## [Problem to solve]
The text on Genesis and the Sumerian creation accounts describes a chain of translations. List, in order, the languages that chain passes through, from the original to the last.

## [Text provided]
════════════════
He leaves Eden a metaphor for childhood and goes out to the world
The entire Bible is a story about God bringing man back to himself despite their sin which separates them, but you make sin sound like an evolutionary improvement.

Your theology, therefore, is severely flawed.
 
A lot depends upon how much truth and accuracy one wishes to grant the Old Testament (OT). Whether to take the word, the text literally or consider that such as Genesis is a rehash of the earlier Creation accounts from the Sumerians, which the Hebrews learned during their time of captivity in Babylon. Also apply that there have been a couple of translations and interpretations over the years, from the original (Ancient/Old)Hebrew, to Greek, to Latin, then into English. Subtle changes in text and/or context can blur what might have been the original intention of the record.

For the moment, let's examine a text or two from Genesis. Seems few have bothered to actually provide such sources/reference.
....
"Then the Lord God formed man from the dust of the ground and breathed into his nostrils the breathe of life."(Genesis 2:7)

A short bit later we get this;
"The Lord God took the man and put him in the Garden of Eden to work it and take care of it." (Genesis 2:15)

So it would seem that "God" created man for a purpose and that was mostly limited to be a worker, a gardener.

If we go to the earlier Sumerian texts from which the OT was derived, and given a Hebrew twist in their translation and plagiarizing, we would want to consider this from the cuneiform ;

"When the gods like men,
bore the work and suffered the toil ---
the toil of the gods was great,
the work was heavy,
the distress was much. "

In this case the gods are the Anunnaki - Those Who from Heaven to Earth came; which is how the term translates from the Sumerian into present English.

To avoid the riot and rebellion that was brewing, a solution was reached to adjust the evolution and abilities of an indigenous hominid species, part of the process including infusion of Anunnaki DNA into Homo Erectus' DNA and with some trial and error along the way, a worker species, Man, was created to take on the work and toil of the gods and ease their burden.

Humans were created to be a worker species, to literally serve the gods.
════════════════
## [Data extracts]

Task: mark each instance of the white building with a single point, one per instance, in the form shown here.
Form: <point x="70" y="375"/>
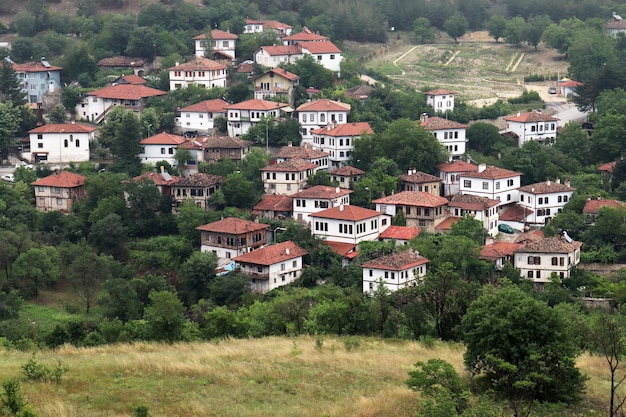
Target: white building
<point x="318" y="198"/>
<point x="338" y="140"/>
<point x="202" y="72"/>
<point x="61" y="143"/>
<point x="272" y="266"/>
<point x="492" y="182"/>
<point x="394" y="271"/>
<point x="544" y="200"/>
<point x="348" y="224"/>
<point x="532" y="126"/>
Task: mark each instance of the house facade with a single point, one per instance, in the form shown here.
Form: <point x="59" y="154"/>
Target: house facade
<point x="394" y="271"/>
<point x="202" y="72"/>
<point x="61" y="143"/>
<point x="231" y="237"/>
<point x="272" y="266"/>
<point x="59" y="191"/>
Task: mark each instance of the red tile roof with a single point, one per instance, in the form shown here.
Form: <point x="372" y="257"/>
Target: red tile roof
<point x="400" y="232"/>
<point x="63" y="179"/>
<point x="346" y="212"/>
<point x="233" y="226"/>
<point x="397" y="261"/>
<point x="270" y="255"/>
<point x="413" y="198"/>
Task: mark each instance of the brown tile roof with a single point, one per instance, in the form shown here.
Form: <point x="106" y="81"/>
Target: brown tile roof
<point x="397" y="261"/>
<point x="63" y="128"/>
<point x="592" y="206"/>
<point x="200" y="180"/>
<point x="438" y="123"/>
<point x="290" y="165"/>
<point x="207" y="106"/>
<point x="400" y="232"/>
<point x="322" y="191"/>
<point x="413" y="198"/>
<point x="550" y="245"/>
<point x="199" y="64"/>
<point x="324" y="105"/>
<point x="546" y="187"/>
<point x="347" y="129"/>
<point x="270" y="255"/>
<point x="233" y="226"/>
<point x="63" y="179"/>
<point x="126" y="92"/>
<point x="346" y="212"/>
<point x="530" y="117"/>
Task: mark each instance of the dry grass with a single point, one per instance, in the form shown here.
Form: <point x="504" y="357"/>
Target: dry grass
<point x="261" y="377"/>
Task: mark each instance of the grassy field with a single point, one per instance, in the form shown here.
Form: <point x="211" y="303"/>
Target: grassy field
<point x="278" y="377"/>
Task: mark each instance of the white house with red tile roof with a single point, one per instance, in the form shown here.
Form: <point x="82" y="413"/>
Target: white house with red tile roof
<point x="222" y="45"/>
<point x="232" y="237"/>
<point x="538" y="260"/>
<point x="415" y="180"/>
<point x="57" y="192"/>
<point x="400" y="234"/>
<point x="96" y="104"/>
<point x="441" y="100"/>
<point x="202" y="72"/>
<point x="288" y="177"/>
<point x="36" y="79"/>
<point x="338" y="140"/>
<point x="242" y="116"/>
<point x="61" y="143"/>
<point x="420" y="209"/>
<point x="346" y="175"/>
<point x="532" y="126"/>
<point x="482" y="209"/>
<point x="449" y="133"/>
<point x="545" y="200"/>
<point x="258" y="26"/>
<point x="450" y="172"/>
<point x="160" y="147"/>
<point x="492" y="182"/>
<point x="200" y="117"/>
<point x="272" y="266"/>
<point x="316" y="114"/>
<point x="318" y="198"/>
<point x="348" y="224"/>
<point x="394" y="271"/>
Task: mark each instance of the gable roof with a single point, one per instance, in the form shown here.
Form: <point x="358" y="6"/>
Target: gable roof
<point x="62" y="179"/>
<point x="270" y="255"/>
<point x="413" y="198"/>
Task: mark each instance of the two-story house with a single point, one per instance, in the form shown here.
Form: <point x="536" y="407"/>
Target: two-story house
<point x="242" y="116"/>
<point x="221" y="45"/>
<point x="394" y="271"/>
<point x="415" y="180"/>
<point x="348" y="224"/>
<point x="288" y="177"/>
<point x="544" y="200"/>
<point x="318" y="198"/>
<point x="276" y="82"/>
<point x="202" y="72"/>
<point x="316" y="114"/>
<point x="200" y="117"/>
<point x="532" y="126"/>
<point x="272" y="266"/>
<point x="61" y="143"/>
<point x="420" y="209"/>
<point x="449" y="133"/>
<point x="59" y="191"/>
<point x="338" y="140"/>
<point x="231" y="237"/>
<point x="492" y="182"/>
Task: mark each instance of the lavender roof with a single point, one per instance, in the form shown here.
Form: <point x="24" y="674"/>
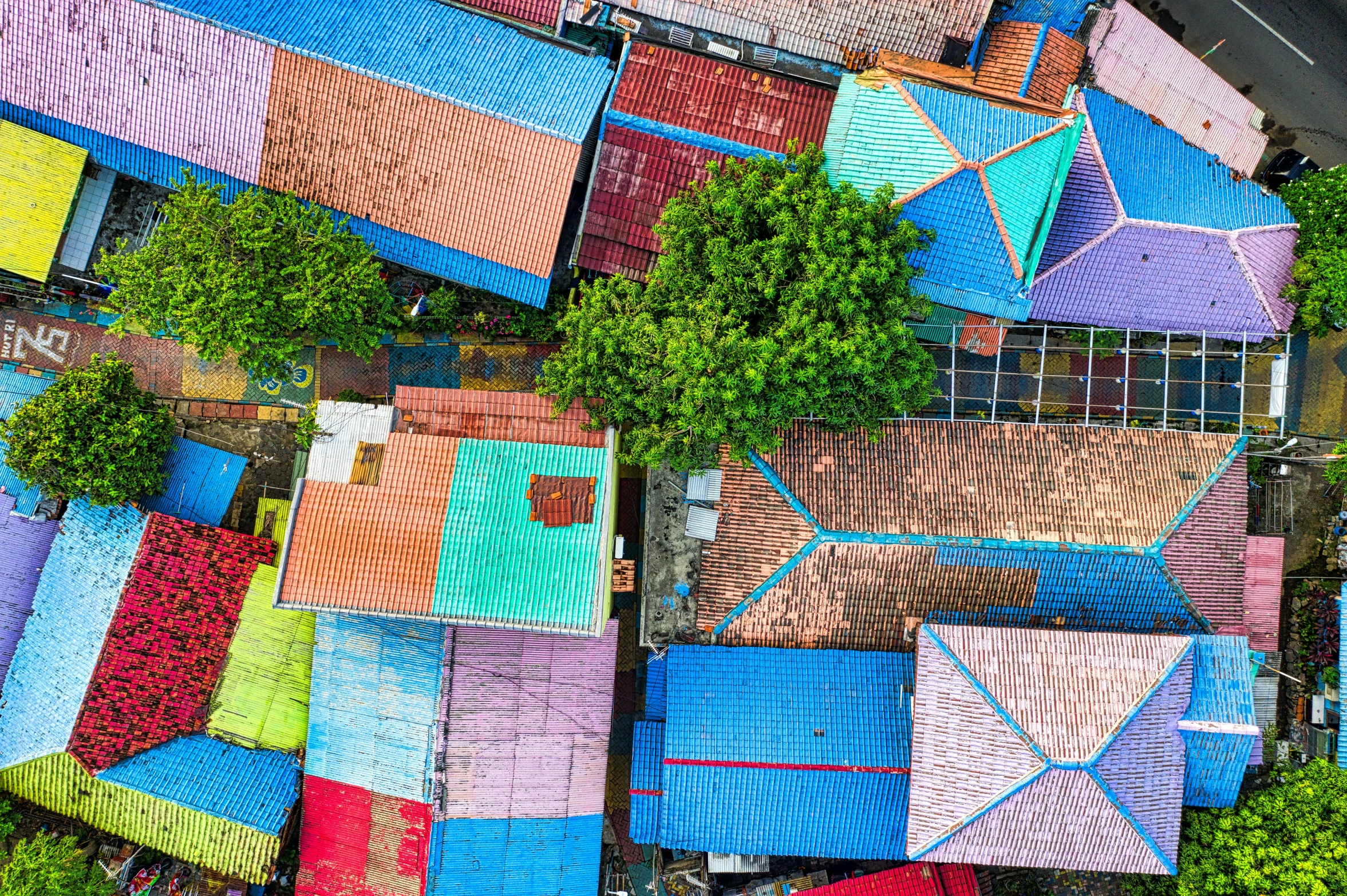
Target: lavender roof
<point x="25" y="546"/>
<point x="1194" y="251"/>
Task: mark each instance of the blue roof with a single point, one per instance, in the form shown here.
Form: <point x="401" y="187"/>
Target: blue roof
<point x="76" y="597"/>
<point x="434" y="49"/>
<point x="1195" y="189"/>
<point x="201" y="483"/>
<point x="756" y="740"/>
<point x="977" y="128"/>
<point x="373" y="702"/>
<point x="15" y="388"/>
<point x="535" y="856"/>
<point x="252" y="787"/>
<point x="1222" y="692"/>
<point x="647" y="775"/>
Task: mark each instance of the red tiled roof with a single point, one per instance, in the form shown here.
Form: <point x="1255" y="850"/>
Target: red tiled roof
<point x="507" y="417"/>
<point x="1019" y="483"/>
<point x="721" y="98"/>
<point x="167" y="639"/>
<point x="1262" y="590"/>
<point x="1207" y="551"/>
<point x="375" y="547"/>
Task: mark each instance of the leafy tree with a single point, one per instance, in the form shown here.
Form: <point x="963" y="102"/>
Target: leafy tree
<point x="92" y="433"/>
<point x="251" y="278"/>
<point x="1289" y="840"/>
<point x="50" y="867"/>
<point x="1319" y="287"/>
<point x="776" y="297"/>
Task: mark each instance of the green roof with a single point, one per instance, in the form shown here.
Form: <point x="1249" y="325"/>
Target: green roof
<point x="497" y="566"/>
<point x="58" y="783"/>
<point x="262" y="698"/>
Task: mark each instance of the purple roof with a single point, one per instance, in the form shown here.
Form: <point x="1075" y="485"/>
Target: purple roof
<point x="524" y="724"/>
<point x="25" y="546"/>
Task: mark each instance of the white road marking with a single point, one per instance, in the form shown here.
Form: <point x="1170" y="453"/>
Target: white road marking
<point x="1254" y="17"/>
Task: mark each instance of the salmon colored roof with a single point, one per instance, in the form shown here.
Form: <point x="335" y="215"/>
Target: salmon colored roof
<point x="414" y="163"/>
<point x="373" y="547"/>
<point x="505" y="417"/>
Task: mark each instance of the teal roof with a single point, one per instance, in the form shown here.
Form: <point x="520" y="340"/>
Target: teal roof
<point x="496" y="566"/>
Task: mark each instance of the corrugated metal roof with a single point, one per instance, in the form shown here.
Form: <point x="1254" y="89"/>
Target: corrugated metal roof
<point x="554" y="856"/>
<point x="776" y="729"/>
<point x="201" y="483"/>
<point x="262" y="698"/>
<point x="25" y="544"/>
<point x="496" y="70"/>
<point x="1262" y="590"/>
<point x="1141" y="65"/>
<point x="60" y="784"/>
<point x="373" y="704"/>
<point x="342" y="426"/>
<point x="827" y="31"/>
<point x="251" y="787"/>
<point x="39" y="178"/>
<point x="524" y="724"/>
<point x="76" y="599"/>
<point x="167" y="641"/>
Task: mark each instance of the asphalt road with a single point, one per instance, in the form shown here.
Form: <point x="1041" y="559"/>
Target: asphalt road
<point x="1306" y="103"/>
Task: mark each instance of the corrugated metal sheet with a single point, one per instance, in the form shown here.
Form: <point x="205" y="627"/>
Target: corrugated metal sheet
<point x="140" y="73"/>
<point x="1262" y="590"/>
<point x="721" y="98"/>
<point x="1222" y="692"/>
<point x="262" y="698"/>
<point x="346" y="536"/>
<point x="554" y="856"/>
<point x="496" y="567"/>
<point x="497" y="70"/>
<point x="58" y="783"/>
<point x="167" y="639"/>
<point x="342" y="426"/>
<point x="76" y="599"/>
<point x="25" y="546"/>
<point x="752" y="706"/>
<point x="353" y="843"/>
<point x="827" y="31"/>
<point x="1141" y="65"/>
<point x="373" y="704"/>
<point x="251" y="787"/>
<point x="524" y="723"/>
<point x="38" y="182"/>
<point x="201" y="483"/>
<point x="457" y="178"/>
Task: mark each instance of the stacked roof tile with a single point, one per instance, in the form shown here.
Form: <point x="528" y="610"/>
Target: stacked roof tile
<point x="833" y="33"/>
<point x="1198" y="251"/>
<point x="1141" y="65"/>
<point x="522" y="757"/>
<point x="448" y="530"/>
<point x="838" y="542"/>
<point x="985" y="177"/>
<point x="167" y="641"/>
<point x="785" y="752"/>
<point x="256" y="97"/>
<point x="674" y="112"/>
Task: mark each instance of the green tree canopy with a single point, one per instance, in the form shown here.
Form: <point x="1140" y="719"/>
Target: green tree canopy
<point x="50" y="867"/>
<point x="1289" y="840"/>
<point x="251" y="278"/>
<point x="1319" y="286"/>
<point x="776" y="297"/>
<point x="92" y="433"/>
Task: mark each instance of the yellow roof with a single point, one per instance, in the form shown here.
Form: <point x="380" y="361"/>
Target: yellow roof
<point x="39" y="177"/>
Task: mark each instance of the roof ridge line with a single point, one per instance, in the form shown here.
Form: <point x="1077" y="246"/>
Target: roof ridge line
<point x="1132" y="820"/>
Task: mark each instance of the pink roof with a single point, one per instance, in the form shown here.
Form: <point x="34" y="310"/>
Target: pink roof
<point x="1145" y="68"/>
<point x="1262" y="590"/>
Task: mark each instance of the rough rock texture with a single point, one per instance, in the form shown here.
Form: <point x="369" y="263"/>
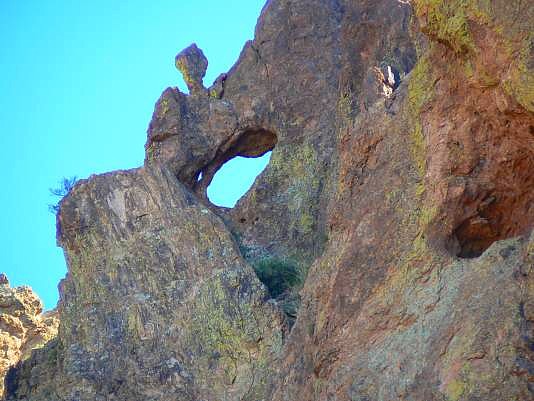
════════════════
## [Response to the exercise]
Hebrew (Ancient/Old Hebrew), Greek, Latin, English